§ EXERCISE GOAL: Filter the listing below down to the lines that contain the word "front". Case counts, so keep a line only if its capitalization matches.
-- START OF STORED RECORDS --
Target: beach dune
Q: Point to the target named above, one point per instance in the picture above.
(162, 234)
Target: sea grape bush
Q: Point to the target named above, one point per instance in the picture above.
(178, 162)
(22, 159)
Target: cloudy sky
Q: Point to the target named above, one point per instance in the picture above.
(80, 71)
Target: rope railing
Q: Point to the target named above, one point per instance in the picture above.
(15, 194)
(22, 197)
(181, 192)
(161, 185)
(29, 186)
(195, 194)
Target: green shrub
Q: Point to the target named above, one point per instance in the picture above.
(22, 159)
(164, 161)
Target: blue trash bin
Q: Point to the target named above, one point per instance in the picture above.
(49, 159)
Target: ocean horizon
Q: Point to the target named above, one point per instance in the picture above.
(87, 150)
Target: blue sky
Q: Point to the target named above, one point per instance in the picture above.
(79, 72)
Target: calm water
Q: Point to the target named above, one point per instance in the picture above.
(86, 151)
-- END OF STORED RECORDS --
-- START OF STORED RECORDS --
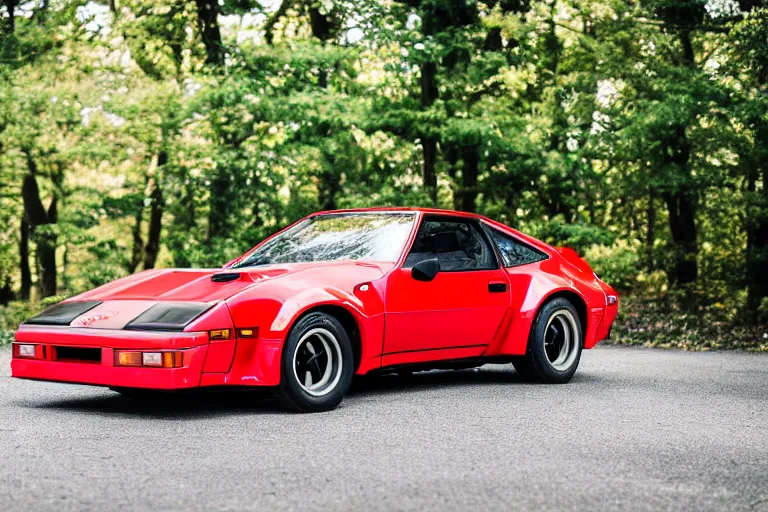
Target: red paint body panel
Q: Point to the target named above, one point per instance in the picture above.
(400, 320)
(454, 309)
-- END OF STORED RECORDS --
-- START OF STORED RECORDS --
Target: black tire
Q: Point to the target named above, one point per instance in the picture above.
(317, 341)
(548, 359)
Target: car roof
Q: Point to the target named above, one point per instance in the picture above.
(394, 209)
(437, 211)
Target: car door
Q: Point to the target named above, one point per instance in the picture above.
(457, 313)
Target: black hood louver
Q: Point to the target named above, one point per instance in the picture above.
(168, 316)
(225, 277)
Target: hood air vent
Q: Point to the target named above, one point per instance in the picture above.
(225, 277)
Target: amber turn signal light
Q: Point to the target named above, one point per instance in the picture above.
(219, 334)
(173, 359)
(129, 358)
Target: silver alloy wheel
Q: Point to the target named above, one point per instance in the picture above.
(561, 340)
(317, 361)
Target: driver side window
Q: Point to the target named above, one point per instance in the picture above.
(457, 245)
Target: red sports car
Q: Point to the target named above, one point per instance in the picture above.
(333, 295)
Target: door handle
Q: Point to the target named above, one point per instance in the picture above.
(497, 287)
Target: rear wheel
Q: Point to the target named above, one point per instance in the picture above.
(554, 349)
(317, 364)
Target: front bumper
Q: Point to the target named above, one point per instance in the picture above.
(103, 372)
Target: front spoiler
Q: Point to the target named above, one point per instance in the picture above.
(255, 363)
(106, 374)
-- END OF STORED RECORDS --
§ RESPONSE:
Target: front bumper
Target: front spoiler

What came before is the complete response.